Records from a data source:
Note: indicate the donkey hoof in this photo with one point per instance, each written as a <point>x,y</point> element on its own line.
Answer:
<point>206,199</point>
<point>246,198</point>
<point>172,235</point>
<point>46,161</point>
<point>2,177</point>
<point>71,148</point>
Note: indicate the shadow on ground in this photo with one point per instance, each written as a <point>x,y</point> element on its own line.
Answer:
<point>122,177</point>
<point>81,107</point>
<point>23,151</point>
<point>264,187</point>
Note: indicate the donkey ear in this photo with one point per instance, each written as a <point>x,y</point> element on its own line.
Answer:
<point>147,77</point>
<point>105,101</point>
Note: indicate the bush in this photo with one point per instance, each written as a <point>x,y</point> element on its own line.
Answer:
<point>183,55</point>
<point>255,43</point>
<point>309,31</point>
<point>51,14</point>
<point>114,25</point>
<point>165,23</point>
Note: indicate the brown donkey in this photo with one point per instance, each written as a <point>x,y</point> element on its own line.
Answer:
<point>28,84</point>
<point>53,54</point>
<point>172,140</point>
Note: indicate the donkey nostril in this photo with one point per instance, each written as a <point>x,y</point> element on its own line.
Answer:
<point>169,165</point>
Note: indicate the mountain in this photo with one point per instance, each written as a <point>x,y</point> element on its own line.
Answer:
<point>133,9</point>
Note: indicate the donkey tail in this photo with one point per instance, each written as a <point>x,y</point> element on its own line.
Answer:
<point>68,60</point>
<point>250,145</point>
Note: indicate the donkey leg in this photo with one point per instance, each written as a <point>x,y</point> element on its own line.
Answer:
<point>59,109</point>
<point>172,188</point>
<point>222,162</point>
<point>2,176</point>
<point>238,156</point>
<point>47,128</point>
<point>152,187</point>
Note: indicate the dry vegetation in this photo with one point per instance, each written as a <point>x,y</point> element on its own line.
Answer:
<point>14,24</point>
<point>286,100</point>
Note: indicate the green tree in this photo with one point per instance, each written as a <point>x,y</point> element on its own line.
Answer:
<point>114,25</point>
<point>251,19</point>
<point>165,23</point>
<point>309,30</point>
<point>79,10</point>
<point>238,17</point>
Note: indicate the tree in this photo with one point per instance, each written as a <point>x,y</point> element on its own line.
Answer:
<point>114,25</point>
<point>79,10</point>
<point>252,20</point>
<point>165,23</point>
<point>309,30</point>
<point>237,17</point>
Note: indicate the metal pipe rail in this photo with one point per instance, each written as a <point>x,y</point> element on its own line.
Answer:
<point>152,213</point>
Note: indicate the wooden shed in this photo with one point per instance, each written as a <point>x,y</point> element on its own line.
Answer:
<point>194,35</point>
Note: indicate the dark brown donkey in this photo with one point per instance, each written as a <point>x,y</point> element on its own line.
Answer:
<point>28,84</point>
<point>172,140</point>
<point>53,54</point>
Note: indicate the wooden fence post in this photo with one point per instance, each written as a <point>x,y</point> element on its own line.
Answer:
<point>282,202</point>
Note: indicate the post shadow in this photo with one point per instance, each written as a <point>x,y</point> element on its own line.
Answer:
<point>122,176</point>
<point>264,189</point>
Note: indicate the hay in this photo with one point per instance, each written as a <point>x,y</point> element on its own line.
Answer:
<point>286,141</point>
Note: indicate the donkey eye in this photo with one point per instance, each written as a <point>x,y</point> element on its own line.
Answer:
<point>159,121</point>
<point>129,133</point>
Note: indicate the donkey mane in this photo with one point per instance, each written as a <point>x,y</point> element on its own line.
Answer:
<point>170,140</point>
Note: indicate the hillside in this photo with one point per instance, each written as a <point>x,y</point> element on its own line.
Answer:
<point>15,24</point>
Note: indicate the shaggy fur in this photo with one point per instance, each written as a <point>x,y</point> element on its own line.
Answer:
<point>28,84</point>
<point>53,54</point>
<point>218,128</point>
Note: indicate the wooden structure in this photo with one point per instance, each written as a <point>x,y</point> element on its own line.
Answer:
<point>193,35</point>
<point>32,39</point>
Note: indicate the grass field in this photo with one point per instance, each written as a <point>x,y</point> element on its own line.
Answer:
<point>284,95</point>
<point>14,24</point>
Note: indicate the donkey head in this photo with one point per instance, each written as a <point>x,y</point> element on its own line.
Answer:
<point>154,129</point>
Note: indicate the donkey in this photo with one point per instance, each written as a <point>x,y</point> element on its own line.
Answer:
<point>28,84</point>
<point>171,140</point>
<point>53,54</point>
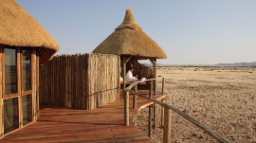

**SHORT PROBLEM:**
Copy every line of these records verbatim, leaving out the pictures.

**EXERCISE OUTPUT:**
Note: indicate the donkey hoof in this photo with one point per instance, each written as a <point>x,y</point> element on its own line.
Answer:
<point>206,199</point>
<point>246,198</point>
<point>172,235</point>
<point>46,161</point>
<point>2,177</point>
<point>71,148</point>
Note: indicate the shadow on ground in this photo with one point per instance, each written as a <point>x,y</point> element on its own line.
Answer:
<point>122,177</point>
<point>81,107</point>
<point>23,151</point>
<point>264,187</point>
Note: indicate the donkey ear in this photo with one point per instance, each written as a <point>x,y</point> element on its own line.
Answer:
<point>147,77</point>
<point>105,101</point>
Note: indicate the bush in this photo with one point per instance, each written as a <point>x,y</point> element on its own line.
Answer:
<point>183,55</point>
<point>255,43</point>
<point>309,31</point>
<point>51,14</point>
<point>114,25</point>
<point>165,23</point>
Note: indicate the brown donkey in this photo with one point per instance, each written as a <point>x,y</point> element on its own line.
Answer:
<point>28,84</point>
<point>53,54</point>
<point>172,140</point>
Note: indicate the donkey nostril in this photo with one point per instance, each written as a <point>x,y</point> element on its own line.
Answer:
<point>169,165</point>
Note: indicate the mountain in this photo with one point per instance, each written as a <point>x,y</point> element on its own line.
Answer:
<point>133,9</point>
Note: indicate the donkey tail in this photo with one point per instance, each written as a <point>x,y</point> element on its own line.
Answer:
<point>68,60</point>
<point>250,145</point>
Note: indicate the donkey leg in this photo with one point per instance, each written as a <point>x,y</point> element on its own line.
Answer:
<point>59,109</point>
<point>172,188</point>
<point>222,162</point>
<point>2,176</point>
<point>238,156</point>
<point>47,128</point>
<point>152,187</point>
Note: indicate the dry vegetation in this photo with one point per instance, each written as a <point>x,y</point> element on its own line.
Answer:
<point>14,24</point>
<point>286,100</point>
Note: indicate the green tree in this photo with one point per instance, each written as a <point>x,y</point> element on its own line.
Answer:
<point>114,25</point>
<point>251,19</point>
<point>165,23</point>
<point>309,30</point>
<point>79,10</point>
<point>238,17</point>
Note: indicate the tree in this photo with one point per instance, each written as a <point>x,y</point> element on its own line.
Answer:
<point>114,25</point>
<point>79,10</point>
<point>252,20</point>
<point>165,23</point>
<point>309,30</point>
<point>237,17</point>
Note: indicate the metal pipe rail in this photo with one point per instance, each written as a <point>x,y</point> element on its own line.
Answer:
<point>152,213</point>
Note: indicate the wooden shed in this photo with one point per instance, each written as a <point>x,y</point> element on its own line.
Answer:
<point>194,35</point>
Note: indicate the dark brown donkey in this photo with one point per instance, each written as a <point>x,y</point> element on its own line.
Answer:
<point>28,84</point>
<point>172,140</point>
<point>53,54</point>
Note: indicate the wooden fence post in this photo with one point per instance, each written as a <point>x,y</point> element on its own line.
Answer:
<point>282,202</point>
Note: indicate the post shadow in this photo with one point per instance, each written as a <point>x,y</point> element on its own line.
Answer:
<point>122,176</point>
<point>264,189</point>
Note: indicate the hay in this photo with one point per instance, each written as a <point>x,y</point> element on its own line.
Answer:
<point>286,141</point>
Note: indicate the donkey eye in this photo with one point per instance, each written as a <point>x,y</point> element on its own line.
Answer:
<point>159,121</point>
<point>129,133</point>
Note: indicate the donkey mane in this photo with one point per instance, each written as a <point>x,y</point> element on its own line.
Answer:
<point>170,140</point>
Note: indicate the hillside in this photo with one point per instance, each written as a <point>x,y</point> element on its own line.
Answer:
<point>15,24</point>
Note: indicate the shaggy fur in this photo with one point per instance, each written as a <point>x,y</point> element on its own line.
Answer:
<point>28,84</point>
<point>53,54</point>
<point>218,128</point>
Note: indicate the wooden structure in this photo with one point per instance, each written as a <point>x,y</point> element on its own line.
Answer:
<point>193,35</point>
<point>32,39</point>
Note: indicate the grass field in this photo with one point per instance, each written as a <point>x,y</point> element on its own line.
Answer:
<point>284,95</point>
<point>14,24</point>
Note: indicate the donkey head in this photo with one point per instance, each written as a <point>x,y</point> element on its own line.
Answer:
<point>154,129</point>
Note: indicate the donkey in this photo with one point per instance, each written as a <point>x,y</point> element on its own line.
Answer:
<point>28,84</point>
<point>171,140</point>
<point>53,54</point>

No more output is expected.